— Begin —

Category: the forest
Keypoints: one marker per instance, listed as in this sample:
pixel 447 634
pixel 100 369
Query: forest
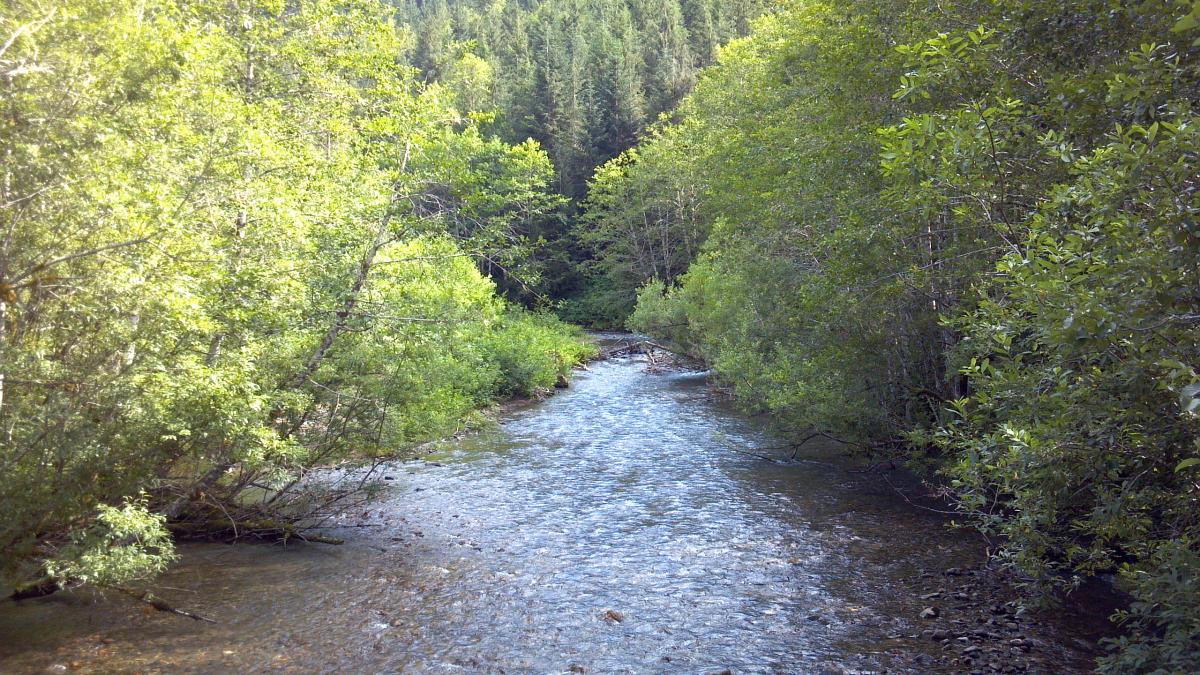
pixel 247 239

— End —
— Begin —

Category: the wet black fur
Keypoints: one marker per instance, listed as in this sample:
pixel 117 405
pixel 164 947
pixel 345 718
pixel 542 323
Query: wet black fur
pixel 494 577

— End —
— Begin —

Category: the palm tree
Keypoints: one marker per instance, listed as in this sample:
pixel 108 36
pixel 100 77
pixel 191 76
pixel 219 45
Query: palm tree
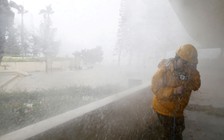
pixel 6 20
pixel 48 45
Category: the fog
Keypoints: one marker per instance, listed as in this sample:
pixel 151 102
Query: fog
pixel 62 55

— End —

→ What you are asked to do:
Please revise the part of the records that opens with the line containing "Category: the fog" and closes with the line containing "pixel 62 55", changing "marker" to "dot" and leaving everything else the same. Give back only those lines.

→ Finished task:
Category: the fog
Keypoints: one dot per instance, listed as in this sample:
pixel 151 102
Query: fog
pixel 62 55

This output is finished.